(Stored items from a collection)
"""
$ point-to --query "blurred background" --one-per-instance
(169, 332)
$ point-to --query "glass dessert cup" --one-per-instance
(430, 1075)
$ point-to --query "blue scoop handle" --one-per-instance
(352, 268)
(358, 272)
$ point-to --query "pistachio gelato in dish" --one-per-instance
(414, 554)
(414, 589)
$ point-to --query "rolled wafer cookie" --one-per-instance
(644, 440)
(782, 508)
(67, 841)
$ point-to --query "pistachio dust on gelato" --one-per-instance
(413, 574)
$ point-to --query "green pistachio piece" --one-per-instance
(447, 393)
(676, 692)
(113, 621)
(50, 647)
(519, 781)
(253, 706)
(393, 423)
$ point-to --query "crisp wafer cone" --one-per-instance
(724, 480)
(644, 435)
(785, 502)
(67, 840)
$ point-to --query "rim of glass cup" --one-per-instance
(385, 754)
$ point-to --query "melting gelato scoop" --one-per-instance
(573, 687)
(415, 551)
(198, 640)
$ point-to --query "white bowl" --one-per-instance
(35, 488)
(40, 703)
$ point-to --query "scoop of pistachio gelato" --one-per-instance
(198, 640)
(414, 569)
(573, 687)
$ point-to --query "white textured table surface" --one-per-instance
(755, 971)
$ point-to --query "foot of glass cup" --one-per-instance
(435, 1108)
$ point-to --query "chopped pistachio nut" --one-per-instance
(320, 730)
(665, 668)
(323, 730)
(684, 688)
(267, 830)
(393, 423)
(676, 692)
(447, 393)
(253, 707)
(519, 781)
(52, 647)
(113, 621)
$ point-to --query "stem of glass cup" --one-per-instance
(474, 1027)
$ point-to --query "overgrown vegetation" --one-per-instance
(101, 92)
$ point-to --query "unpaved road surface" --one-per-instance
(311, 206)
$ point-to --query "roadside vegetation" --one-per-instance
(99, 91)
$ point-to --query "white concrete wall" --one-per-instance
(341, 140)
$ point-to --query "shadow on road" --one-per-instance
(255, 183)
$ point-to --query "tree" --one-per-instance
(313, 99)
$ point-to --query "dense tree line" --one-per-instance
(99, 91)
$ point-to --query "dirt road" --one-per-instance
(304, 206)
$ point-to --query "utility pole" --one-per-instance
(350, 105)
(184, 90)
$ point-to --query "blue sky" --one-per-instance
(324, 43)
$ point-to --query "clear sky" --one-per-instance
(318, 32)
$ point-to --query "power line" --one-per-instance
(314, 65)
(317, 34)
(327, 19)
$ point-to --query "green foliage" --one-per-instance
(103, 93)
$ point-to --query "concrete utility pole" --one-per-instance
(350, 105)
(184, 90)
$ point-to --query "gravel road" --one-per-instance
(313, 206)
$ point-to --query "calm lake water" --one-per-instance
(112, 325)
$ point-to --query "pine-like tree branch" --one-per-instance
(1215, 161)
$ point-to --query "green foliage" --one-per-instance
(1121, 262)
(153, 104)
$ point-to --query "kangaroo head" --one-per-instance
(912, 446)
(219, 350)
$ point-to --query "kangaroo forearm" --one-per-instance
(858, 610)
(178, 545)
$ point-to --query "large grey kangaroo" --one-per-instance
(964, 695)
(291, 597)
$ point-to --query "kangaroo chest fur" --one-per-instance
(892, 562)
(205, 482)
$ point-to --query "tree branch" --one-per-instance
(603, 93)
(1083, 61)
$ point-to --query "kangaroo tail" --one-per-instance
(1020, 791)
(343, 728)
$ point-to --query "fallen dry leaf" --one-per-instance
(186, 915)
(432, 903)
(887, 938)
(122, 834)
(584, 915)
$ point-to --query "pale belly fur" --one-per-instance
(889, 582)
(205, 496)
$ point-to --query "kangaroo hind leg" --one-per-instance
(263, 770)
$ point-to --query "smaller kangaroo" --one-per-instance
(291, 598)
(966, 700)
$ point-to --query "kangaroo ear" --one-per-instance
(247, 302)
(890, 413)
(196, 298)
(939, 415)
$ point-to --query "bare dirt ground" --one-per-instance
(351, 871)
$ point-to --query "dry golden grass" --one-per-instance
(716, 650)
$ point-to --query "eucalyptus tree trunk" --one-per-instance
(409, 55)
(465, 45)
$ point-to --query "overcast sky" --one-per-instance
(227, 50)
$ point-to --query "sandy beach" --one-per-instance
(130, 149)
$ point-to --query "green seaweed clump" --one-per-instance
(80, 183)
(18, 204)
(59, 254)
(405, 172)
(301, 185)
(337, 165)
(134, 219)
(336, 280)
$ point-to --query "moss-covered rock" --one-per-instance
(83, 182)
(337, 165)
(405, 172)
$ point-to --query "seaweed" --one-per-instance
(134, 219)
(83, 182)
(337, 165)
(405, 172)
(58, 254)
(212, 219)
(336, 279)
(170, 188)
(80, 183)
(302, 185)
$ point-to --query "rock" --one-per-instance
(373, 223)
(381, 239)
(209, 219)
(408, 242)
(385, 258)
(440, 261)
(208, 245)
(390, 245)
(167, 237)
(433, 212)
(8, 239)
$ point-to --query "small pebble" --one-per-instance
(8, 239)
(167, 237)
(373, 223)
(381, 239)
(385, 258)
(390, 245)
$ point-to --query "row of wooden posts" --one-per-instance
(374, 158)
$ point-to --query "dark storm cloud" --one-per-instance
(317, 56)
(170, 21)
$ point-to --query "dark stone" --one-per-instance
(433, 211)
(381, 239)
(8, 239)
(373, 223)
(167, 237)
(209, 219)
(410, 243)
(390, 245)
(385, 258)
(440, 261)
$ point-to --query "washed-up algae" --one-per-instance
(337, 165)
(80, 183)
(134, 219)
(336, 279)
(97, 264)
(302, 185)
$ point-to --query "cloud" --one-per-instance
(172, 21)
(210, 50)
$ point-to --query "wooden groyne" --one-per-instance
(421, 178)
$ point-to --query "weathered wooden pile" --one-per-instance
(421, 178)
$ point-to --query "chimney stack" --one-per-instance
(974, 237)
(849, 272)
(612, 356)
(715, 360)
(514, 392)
"""
Above are some records. Print them all exactly.

> **Reply to the task**:
$ point-to --query "blurred background" --one-per-instance
(169, 332)
$ point-to --query "glass dessert cup" --one-per-instance
(430, 1075)
$ point-to --query "blue scoop handle" --one-per-instance
(352, 268)
(358, 272)
$ point-to --query "pistachio gelato in dish" --one-per-instance
(414, 554)
(414, 589)
$ point-to --query "rolled wafer cookie" --one-per-instance
(644, 440)
(782, 508)
(67, 841)
$ point-to --query "pistachio dust on gelato" --one-per-instance
(413, 574)
$ point-to --query "green pistachio piece" --one-per-instance
(447, 393)
(676, 692)
(113, 621)
(50, 647)
(519, 781)
(253, 706)
(393, 423)
$ point-to --query "crisp wafer cone" --one-per-instance
(724, 480)
(644, 435)
(785, 502)
(67, 840)
$ point-to --query "rim of glass cup" --one-per-instance
(385, 754)
$ point-to --query "melting gelato scoop" --one-per-instance
(573, 687)
(415, 551)
(198, 640)
$ point-to --query "white bowl" --one-per-instance
(35, 488)
(40, 703)
$ point-to --query "scoop of pistachio gelato" --one-per-instance
(198, 640)
(414, 569)
(573, 687)
$ point-to --query "white textured table surface" --one-per-instance
(755, 971)
$ point-to --query "foot of glass cup" --one-per-instance
(435, 1108)
$ point-to --query "chopped pistachio nut" --one-per-instance
(320, 730)
(665, 668)
(323, 730)
(684, 688)
(267, 830)
(393, 423)
(676, 692)
(447, 393)
(253, 707)
(519, 781)
(52, 647)
(113, 621)
$ point-to --query "stem of glass cup" --one-per-instance
(474, 1027)
$ point-to --query "overgrown vegetation" --one-per-instance
(101, 92)
$ point-to --query "unpaved road surface" --one-per-instance
(311, 206)
$ point-to --query "roadside vegetation" --one-per-instance
(99, 91)
$ point-to --query "white concrete wall" --one-per-instance
(341, 140)
$ point-to --query "shadow on road" --one-per-instance
(255, 183)
$ point-to --query "tree" --one-per-instance
(313, 99)
$ point-to --query "dense tree line" --one-per-instance
(99, 91)
$ point-to --query "dirt road" --one-per-instance
(304, 206)
$ point-to --query "utility pole" --one-per-instance
(350, 105)
(184, 90)
$ point-to --query "blue sky" --one-per-instance
(324, 43)
$ point-to --query "clear sky" --one-per-instance
(318, 32)
$ point-to --query "power line" --one-per-instance
(314, 65)
(317, 34)
(327, 19)
$ point-to --query "green foliage" --one-per-instance
(103, 93)
$ point-to --query "concrete utility pole" --one-per-instance
(350, 105)
(184, 90)
$ point-to --query "gravel road" --one-per-instance
(313, 206)
$ point-to --query "calm lake water" --one-per-instance
(112, 325)
$ point-to --query "pine-like tree branch" --one-per-instance
(1215, 161)
$ point-to --query "green foliage" --one-per-instance
(1121, 262)
(153, 104)
$ point-to --query "kangaroo head" --one-per-instance
(912, 446)
(219, 350)
$ point-to --query "kangaroo forearm" --one-per-instance
(858, 610)
(178, 545)
$ point-to --query "large grey kangaroo" --one-per-instance
(964, 695)
(291, 597)
$ point-to --query "kangaroo chest fur" --one-per-instance
(892, 562)
(205, 482)
$ point-to --query "tree branch" --one-per-instance
(603, 93)
(1083, 61)
$ point-to --query "kangaroo tail" --one-per-instance
(1020, 791)
(343, 728)
$ point-to --query "fallen dry leaf" --one-per-instance
(186, 915)
(432, 903)
(887, 938)
(122, 834)
(584, 915)
$ point-to --query "pale belly fur" --one-per-instance
(889, 582)
(205, 496)
$ point-to --query "kangaroo hind leg" --one-per-instance
(263, 770)
$ point-to --query "smaller kangaroo" --one-per-instance
(291, 598)
(966, 700)
$ point-to --query "kangaroo ear" --one-per-instance
(247, 302)
(890, 413)
(196, 298)
(939, 415)
$ point-to --query "bare dirt ground" --one-per-instance
(351, 871)
$ point-to --query "dry golden grass" --one-per-instance
(716, 650)
$ point-to --query "eucalyptus tree trunk" --one-per-instance
(409, 55)
(465, 45)
$ point-to --query "overcast sky" --one-per-instance
(227, 50)
$ point-to --query "sandy beach" --one-per-instance
(130, 149)
$ point-to --query "green seaweed clump" --one-per-instance
(80, 183)
(18, 204)
(59, 254)
(405, 172)
(301, 185)
(337, 165)
(134, 219)
(336, 280)
$ point-to --query "moss-covered rock" --one-per-instance
(83, 182)
(337, 165)
(405, 172)
$ point-to --query "seaweed" --one-per-instance
(134, 219)
(83, 182)
(337, 165)
(405, 172)
(58, 254)
(212, 219)
(336, 279)
(170, 188)
(80, 183)
(302, 185)
$ point-to --query "rock" --one-per-instance
(373, 223)
(381, 239)
(209, 219)
(408, 242)
(385, 258)
(440, 261)
(208, 245)
(390, 245)
(167, 237)
(433, 212)
(8, 239)
$ point-to --query "small pebble" --one-per-instance
(8, 239)
(167, 237)
(373, 223)
(381, 239)
(385, 258)
(390, 245)
$ point-to --query "row of wooden posts" --one-per-instance
(374, 158)
$ point-to --query "dark storm cloud" --one-per-instance
(317, 56)
(170, 21)
$ point-to --query "dark stone" --one-per-instance
(433, 211)
(381, 239)
(8, 239)
(373, 223)
(167, 237)
(209, 219)
(410, 243)
(390, 245)
(385, 258)
(440, 261)
$ point-to --query "washed-up algae" --one-per-instance
(337, 165)
(80, 183)
(134, 219)
(336, 279)
(97, 264)
(302, 185)
$ point-to --query "cloud" --one-per-instance
(172, 21)
(210, 50)
$ point-to --query "wooden groyne" --one-per-instance
(421, 178)
$ point-to --query "weathered wooden pile" --one-per-instance
(421, 178)
$ point-to --query "chimney stack" --one-per-instance
(974, 237)
(849, 272)
(612, 356)
(715, 360)
(514, 392)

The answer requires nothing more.